#### [EXCERPTED TEXT]
--- START ---

When Make is executing a Makefile, it will recursively try and resolve any prerequisites a rule has. What does this mean?

Let's break this down, one rule at a time:

all: src/a.o src/b.o
    # this won't be executed until src/a.o and src/b.o exist
    gcc src/a.o src/b.o -Iinclude -o main

Make will always execute the first target in a Makefile. By convention, the first target should be called all.

src/a.o is a dependency for all. However, src/a.o does not exist already, so Make will try and generate it. For this, it will have to find a rule that specifies how to generate src/a.o

src/a.o: src/a.c
    gcc -c src/a.c -o src/a.o -Iinclude

Ah, we found it! Make will use this rule to generate src/a.o. This rule depends on src/a.c, which already exists, so Make will not try and generate it.

Note that if Make cannot find a.c in the current working directory, the build will fail.

Now that Make has generated src/a.o, it will do the same for src/b.o. Once all prerequisites for all have been met (that is to say, src/a.o and src/b.o now exist), Make will finally execute the recipe associated with all.

all: src/a.o src/b.o
    # Now that src/a.o and src/b.o exist, this can be executed
    # and the main binary compiled
    gcc src/a.o src/b.o -Iinclude -o main

Let's run this code and see what happens!

$ make # runs the code in our Makefile
gcc -c src/a.c -o src/a.o -Iinclude # builds src/a.o
gcc -c src/b.c -o src/b.o -Iinclude # builds src/b.o
gcc src/a.o src/b.o -Iinclude -o main # builds the main binary

Hurray! But what is so special about this? Couldn't I just have written these commands myself? Let's run the build again to see Make's greatest advantage.

$ make
gcc src/a.o src/b.o -Iinclude -o main

Well... As you can see Make only recompiles main, but why is it doing this? Let's break down exactly what is happening and why this common mistake isn't quite the behavior we want.


Dependency tracking

Make is a dependency-tracking build tool. This means that Make follows a set of rules to minimize the number of recompilations required to build your project. For example:

  • If a target does not exist, Make will try and build it.

  • If a target's prerequisites have been modified, Make will execute that target's recipe.

--- END ---

#### [SHORT PROBLEM A]
In the Makefile text, what should the first target in a Makefile be called by convention?
#### [SHORT PROBLEM B]
Return the part of the Makefile text between "Dependency tracking" and "that target's recipe.", inclusive.

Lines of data
--- START ---

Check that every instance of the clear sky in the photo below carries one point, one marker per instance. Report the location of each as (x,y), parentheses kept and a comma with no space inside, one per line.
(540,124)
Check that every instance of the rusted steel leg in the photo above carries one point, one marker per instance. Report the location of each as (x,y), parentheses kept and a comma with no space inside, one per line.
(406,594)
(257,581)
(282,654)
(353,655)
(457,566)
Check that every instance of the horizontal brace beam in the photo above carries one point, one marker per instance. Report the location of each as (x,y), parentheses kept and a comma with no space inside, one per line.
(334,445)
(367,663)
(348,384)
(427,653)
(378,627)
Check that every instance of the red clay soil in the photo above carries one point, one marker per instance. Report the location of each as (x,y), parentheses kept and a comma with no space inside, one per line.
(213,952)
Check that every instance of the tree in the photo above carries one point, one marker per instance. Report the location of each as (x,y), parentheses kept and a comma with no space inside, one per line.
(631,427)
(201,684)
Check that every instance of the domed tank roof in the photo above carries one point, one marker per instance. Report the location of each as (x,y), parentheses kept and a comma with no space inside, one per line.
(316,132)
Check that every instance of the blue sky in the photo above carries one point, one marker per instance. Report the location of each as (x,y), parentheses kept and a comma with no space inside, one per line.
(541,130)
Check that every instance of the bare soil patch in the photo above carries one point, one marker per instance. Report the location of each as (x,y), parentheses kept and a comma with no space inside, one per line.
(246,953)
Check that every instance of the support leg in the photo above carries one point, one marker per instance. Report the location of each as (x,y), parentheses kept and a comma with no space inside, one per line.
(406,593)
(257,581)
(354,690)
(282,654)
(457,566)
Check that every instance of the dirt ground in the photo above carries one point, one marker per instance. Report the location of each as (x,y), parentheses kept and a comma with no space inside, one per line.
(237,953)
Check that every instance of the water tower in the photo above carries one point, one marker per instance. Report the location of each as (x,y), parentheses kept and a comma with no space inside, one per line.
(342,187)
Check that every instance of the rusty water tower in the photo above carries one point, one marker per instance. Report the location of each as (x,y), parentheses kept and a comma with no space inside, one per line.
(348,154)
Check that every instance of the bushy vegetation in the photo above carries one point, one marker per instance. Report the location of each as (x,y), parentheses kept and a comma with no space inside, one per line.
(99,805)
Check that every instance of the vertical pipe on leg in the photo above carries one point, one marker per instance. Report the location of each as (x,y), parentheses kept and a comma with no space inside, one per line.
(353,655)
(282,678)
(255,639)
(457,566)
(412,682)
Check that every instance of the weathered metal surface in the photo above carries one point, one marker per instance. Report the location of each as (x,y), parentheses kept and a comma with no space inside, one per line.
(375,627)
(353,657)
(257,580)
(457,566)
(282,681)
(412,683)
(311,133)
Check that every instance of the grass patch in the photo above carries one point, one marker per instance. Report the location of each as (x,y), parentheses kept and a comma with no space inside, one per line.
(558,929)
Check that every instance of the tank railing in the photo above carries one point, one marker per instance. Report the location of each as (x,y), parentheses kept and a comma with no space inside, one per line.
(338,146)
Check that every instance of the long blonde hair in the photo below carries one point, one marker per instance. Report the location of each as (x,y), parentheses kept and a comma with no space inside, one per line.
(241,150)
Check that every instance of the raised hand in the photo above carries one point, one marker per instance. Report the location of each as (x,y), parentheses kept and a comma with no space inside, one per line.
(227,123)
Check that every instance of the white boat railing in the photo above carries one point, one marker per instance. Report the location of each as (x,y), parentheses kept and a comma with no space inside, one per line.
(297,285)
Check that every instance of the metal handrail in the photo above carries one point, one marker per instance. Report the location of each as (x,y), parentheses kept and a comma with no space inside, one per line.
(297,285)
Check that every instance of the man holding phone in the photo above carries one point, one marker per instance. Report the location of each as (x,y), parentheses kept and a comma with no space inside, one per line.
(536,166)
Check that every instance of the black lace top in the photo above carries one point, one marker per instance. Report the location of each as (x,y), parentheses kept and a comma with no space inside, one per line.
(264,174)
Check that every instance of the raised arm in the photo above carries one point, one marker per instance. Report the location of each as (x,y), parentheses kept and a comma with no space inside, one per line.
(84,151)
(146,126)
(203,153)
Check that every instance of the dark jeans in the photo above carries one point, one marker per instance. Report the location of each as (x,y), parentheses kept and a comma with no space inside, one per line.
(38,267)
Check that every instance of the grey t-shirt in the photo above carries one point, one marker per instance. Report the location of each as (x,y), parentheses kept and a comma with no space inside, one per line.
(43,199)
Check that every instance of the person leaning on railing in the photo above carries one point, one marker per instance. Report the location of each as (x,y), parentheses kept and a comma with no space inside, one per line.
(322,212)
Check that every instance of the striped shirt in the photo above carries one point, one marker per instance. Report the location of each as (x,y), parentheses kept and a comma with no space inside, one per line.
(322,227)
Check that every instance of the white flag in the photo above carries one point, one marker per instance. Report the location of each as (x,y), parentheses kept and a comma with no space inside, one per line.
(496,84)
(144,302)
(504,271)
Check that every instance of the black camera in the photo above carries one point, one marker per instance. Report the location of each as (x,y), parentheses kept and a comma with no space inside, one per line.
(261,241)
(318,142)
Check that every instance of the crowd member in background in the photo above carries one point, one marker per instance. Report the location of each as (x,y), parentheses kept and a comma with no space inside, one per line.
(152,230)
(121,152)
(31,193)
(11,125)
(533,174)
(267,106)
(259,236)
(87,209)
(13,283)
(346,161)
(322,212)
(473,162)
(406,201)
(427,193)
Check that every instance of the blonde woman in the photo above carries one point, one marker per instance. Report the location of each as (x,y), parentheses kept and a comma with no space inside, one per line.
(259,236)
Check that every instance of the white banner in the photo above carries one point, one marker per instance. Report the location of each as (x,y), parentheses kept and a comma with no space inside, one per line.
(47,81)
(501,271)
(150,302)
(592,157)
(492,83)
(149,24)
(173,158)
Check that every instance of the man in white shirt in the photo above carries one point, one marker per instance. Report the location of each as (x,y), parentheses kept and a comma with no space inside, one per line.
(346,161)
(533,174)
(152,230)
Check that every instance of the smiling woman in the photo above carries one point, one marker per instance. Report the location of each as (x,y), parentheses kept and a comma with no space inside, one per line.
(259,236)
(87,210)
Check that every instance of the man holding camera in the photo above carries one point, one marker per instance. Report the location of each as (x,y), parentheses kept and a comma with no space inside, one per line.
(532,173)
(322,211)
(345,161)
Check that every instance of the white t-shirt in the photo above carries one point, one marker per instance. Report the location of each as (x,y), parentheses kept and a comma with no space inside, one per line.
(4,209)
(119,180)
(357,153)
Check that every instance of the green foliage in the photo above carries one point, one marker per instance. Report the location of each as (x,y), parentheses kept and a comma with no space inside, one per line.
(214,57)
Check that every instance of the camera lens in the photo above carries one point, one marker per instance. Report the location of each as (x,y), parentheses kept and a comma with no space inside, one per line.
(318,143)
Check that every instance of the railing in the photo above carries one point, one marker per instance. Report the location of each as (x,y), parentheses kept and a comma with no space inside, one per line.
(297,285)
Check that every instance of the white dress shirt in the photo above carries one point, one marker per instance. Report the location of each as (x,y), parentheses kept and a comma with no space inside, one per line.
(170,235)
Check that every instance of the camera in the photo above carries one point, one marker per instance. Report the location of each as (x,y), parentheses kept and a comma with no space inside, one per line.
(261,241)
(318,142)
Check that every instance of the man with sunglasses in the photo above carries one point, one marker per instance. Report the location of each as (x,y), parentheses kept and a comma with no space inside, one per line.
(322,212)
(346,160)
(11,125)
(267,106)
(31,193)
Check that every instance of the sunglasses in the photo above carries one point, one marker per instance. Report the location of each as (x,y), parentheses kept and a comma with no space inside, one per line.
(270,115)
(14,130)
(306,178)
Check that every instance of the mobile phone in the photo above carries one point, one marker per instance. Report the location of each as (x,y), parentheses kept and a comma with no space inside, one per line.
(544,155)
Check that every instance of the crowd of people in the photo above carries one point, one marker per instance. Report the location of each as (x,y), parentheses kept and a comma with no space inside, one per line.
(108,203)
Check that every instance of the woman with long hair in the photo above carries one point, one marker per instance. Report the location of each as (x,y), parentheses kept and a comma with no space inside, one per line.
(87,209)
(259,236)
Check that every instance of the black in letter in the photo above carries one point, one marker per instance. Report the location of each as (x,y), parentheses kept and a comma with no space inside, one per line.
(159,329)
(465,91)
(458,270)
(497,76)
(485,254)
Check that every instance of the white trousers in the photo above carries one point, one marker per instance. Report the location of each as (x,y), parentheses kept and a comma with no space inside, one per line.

--- END ---

#### [TASK RESULT A]
It should be called all.

#### [TASK RESULT B]
Dependency tracking

Make is a dependency-tracking build tool. This means that Make follows a set of rules to minimize the number of recompilations required to build your project. For example:

  • If a target does not exist, Make will try and build it.

  • If a target's prerequisites have been modified, Make will execute that target's recipe.